Most persons eventually reach a point in their lives where the question pops up: Will someone in my life be adversely affected, from a financial standpoint, if I should suddenly die?  When the answer to that question becomes a resolute ‘yes’, it’s time to buy life insurance.

Term life insurance is the most common type of policy.  You pay an annual premium for the “term” of the policy, which is usually 20 years.  If you die within those 20 years, your beneficiaries will collect the specified amount indicated on the policy. For example, a $1 million, 20-year term policy typically has a premium of $600/year – meaning you’ll pay $12,000 total for a million dollars worth the coverage.  If you die within the 20-year period, your beneficiaries will receive the $1 million, tax-free. If not, the insurance company wins.

From there, life insurance policies can get much more intricate.  There are all sorts of custom options that can be added to cover temporary, and even permanent disabilities, on a sliding scale.  These policies can become so complicated that even the agents who write them can barely explain them to their clients.

As Indianapolis life insurance attorney, Charles D. Hankey, a counselor with many years of experience with insurance contract law explains, “Although not all life insurance policies are structured to alleviate financial burden before the occasion of death, some policies have special options available for individuals with long-term disabilities that will help cover expenses.”

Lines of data
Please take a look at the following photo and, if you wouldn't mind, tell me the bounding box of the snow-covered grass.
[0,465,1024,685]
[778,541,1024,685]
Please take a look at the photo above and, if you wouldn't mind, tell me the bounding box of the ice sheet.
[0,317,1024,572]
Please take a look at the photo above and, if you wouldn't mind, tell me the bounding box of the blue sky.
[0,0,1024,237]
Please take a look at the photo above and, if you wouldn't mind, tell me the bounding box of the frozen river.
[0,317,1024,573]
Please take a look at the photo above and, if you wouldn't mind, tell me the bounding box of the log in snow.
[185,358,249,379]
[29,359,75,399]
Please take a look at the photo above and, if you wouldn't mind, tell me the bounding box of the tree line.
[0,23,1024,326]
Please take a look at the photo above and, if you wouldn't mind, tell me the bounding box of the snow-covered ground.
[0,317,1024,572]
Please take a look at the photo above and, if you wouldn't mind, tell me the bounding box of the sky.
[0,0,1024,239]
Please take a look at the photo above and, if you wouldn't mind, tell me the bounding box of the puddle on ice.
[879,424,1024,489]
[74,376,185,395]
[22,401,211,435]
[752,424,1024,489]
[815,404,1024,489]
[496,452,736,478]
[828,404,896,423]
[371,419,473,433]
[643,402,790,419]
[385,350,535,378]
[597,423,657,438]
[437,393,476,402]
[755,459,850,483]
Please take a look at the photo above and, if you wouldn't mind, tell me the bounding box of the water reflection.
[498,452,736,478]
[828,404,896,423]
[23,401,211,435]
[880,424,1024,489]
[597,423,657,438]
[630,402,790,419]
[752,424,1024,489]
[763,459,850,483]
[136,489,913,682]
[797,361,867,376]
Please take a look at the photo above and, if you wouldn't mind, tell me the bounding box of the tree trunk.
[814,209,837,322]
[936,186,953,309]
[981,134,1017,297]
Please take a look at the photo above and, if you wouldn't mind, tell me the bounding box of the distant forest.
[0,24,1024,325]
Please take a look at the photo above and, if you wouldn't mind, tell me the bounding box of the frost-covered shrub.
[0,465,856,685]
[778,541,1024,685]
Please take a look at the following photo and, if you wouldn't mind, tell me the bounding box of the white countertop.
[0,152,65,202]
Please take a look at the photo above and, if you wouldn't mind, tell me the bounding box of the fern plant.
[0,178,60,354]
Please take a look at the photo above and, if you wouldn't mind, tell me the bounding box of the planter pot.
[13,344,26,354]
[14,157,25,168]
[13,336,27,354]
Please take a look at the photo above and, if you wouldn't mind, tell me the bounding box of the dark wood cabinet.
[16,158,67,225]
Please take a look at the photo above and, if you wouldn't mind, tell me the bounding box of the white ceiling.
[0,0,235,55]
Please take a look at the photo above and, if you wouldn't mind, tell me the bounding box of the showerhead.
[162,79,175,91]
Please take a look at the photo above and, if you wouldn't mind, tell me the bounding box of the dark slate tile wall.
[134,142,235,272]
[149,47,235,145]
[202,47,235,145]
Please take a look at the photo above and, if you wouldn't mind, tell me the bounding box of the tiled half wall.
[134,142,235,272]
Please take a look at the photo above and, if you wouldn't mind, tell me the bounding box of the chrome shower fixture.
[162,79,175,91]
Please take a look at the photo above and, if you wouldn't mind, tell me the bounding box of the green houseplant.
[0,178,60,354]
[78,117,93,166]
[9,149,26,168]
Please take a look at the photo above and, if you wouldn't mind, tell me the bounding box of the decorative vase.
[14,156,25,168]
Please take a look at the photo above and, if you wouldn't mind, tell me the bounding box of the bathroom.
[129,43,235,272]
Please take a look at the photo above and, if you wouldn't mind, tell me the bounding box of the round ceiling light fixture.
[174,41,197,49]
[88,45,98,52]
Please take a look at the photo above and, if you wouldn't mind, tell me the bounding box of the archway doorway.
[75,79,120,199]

▸ **TASK OBJECTIVE**
Write the next part of the life insurance passage, continuing right after its last sentence.

▸ **RESPONSE**
That’s why if you are a person of means, with complicated personal property structures and trusts, it’s a good idea to pre-plan what you want to get out of a life insurance policy, and integrate it with your living trust, before you even begin speaking to an insurance agent about purchasing any specific policy.

Check Your Car Insurance

Since 48 of the United States mandate that you must have car insurance (Mississippi and New Hampshire do not), most automobile policies and their coverages are pretty much the same.

But there is one area that you should be mindful of – extra uninsured and under-insured motorist protection.  If you are struck by someone who is not insured, or is only insured the state minimum amount, and your injuries exceed those amounts, you will be liable for any costs over those minimums.  This extra insurance pays the difference between those low coverages and the total expenses of your injuries.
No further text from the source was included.